ARTICLE
"Big Girls Cry" is a single by Australian singer-songwriter Sia, from her sixth studio album 1000 Forms of Fear (2014). The single was not released internationally; it was only released in Australia and some parts of Europe. It charted in Belgium and hit the top 40 in Australia and France.

Electronic duo Odesza released a "choppy, chillwave" remix of "Big Girls Cry" on 5 December 2014. On 15 October 2014, Sia performed the song at The Recording Academy. On 2 April 2015, "Big Girls Cry" was released as the third single in the United Kingdom. Sia performed it live on Australian television show Sunrise on 21 April 2015.

Music video
On 2 April 2015, a video for the song was released on Sia's Vevo YouTube channel. The video features Maddie Ziegler in her trademark flesh-coloured leotard and blonde Sia bob facing the camera, in front of a black background, contorting her face and using her hands to express a slew of emotions. At one point a pair of hands come into the frame (shown in behind-the-scenes footage to be Sia's own hands) manipulating Ziegler's face and covering her mouth, they appear to lift Ziegler by the throat into the air until only her kicking feet are shown, then Ziegler drops back into the frame to resume her emotive facial contortions. The single shot video with various lighting and a plain black background is comparable to Lorde's "Tennis Court".

DATASET RECORDS
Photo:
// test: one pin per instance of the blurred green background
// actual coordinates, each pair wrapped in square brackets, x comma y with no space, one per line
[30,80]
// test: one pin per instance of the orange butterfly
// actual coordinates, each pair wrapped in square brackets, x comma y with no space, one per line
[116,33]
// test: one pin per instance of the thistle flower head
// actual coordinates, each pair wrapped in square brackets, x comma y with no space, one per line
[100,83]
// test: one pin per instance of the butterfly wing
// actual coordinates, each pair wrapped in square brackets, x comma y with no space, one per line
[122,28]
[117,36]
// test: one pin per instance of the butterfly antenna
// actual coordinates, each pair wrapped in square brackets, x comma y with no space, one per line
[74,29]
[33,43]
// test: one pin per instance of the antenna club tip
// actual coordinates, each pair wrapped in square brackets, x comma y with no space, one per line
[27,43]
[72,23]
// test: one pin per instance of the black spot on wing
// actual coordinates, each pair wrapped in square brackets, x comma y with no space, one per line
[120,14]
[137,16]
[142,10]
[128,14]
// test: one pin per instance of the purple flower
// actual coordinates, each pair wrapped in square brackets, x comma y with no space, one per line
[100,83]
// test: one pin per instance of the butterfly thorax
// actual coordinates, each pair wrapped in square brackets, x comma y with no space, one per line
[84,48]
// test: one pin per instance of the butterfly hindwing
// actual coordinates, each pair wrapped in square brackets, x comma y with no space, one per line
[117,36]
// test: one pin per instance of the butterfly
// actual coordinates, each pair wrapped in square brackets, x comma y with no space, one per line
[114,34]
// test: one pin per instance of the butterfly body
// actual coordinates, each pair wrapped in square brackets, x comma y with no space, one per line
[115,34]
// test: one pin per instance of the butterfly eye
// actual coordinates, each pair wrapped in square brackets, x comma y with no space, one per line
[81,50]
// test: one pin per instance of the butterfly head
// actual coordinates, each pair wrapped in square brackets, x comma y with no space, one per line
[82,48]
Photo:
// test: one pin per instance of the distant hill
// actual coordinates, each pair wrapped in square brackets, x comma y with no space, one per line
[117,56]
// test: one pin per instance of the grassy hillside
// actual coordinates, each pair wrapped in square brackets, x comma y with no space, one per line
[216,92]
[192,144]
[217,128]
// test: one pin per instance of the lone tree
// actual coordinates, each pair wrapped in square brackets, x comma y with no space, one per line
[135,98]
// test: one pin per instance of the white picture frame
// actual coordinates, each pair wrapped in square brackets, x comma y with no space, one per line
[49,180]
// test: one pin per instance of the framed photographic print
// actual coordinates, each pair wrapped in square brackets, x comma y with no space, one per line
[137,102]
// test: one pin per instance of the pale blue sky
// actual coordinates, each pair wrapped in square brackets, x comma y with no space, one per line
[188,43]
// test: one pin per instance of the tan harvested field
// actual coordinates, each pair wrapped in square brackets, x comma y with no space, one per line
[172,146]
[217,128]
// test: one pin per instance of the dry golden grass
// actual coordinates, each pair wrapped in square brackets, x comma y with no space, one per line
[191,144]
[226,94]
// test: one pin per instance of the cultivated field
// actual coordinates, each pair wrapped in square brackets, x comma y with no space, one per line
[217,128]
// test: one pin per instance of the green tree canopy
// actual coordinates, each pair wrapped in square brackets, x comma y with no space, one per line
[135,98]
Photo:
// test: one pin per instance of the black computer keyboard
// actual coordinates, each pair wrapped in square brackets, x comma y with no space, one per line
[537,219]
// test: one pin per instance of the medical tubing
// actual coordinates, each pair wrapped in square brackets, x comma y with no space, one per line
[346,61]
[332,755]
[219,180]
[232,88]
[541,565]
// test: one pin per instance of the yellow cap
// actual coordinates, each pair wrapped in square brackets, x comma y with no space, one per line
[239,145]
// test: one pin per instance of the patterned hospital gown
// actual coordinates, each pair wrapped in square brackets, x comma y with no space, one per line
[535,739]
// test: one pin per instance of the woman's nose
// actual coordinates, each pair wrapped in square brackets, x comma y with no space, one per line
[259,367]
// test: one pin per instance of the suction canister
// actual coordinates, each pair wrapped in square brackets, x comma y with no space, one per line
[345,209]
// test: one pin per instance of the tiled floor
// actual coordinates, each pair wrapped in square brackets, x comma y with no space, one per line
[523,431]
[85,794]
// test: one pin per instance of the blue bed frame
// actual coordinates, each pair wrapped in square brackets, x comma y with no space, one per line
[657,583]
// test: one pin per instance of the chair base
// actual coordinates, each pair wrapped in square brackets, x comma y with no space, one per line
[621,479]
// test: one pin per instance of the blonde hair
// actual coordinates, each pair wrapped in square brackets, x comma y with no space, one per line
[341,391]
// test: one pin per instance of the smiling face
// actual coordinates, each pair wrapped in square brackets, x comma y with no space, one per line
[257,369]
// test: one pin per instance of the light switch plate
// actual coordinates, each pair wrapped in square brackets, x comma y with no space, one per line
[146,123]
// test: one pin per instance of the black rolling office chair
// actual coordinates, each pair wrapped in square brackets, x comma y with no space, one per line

WHAT TO DO
1. From the article on "Big Girls Cry," which appears before the records, copy word for word the passage starting with "Electronic duo Odesza" and going on through "21 April 2015.".
2. In the article on "Big Girls Cry," which comes before the records, what Australian television show did Sia perform the song on live?
3. Write the next part of the article on Sia's "Big Girls Cry," picking up after its last sentence.

ANSWER SET
1.
Electronic duo Odesza released a "choppy, chillwave" remix of "Big Girls Cry" on 5 December 2014. On 15 October 2014, Sia performed the song at The Recording Academy. On 2 April 2015, "Big Girls Cry" was released as the third single in the United Kingdom. Sia performed it live on Australian television show Sunrise on 21 April 2015.

2. Sunrise

3.
Sia revealed, in a behind-the-scenes video for "Elastic Heart", that she would be making a trilogy of videos with Ziegler. As in the first two videos in the series ("Chandelier" and "Elastic Heart"), the clip for "Big Girls Cry" was directed by Sia and Daniel Askill and choreographed by Ryan Heffington. As of June 2022, the video had received more than 300 million views. Since mid 2018, the video has not been available for viewers in Australia and New Zealand.

Charts

Weekly charts

Year-end charts

Certifications

Release history

References

External links

2014 singles
2014 songs
Sia (musician) songs
Songs written by Sia (musician)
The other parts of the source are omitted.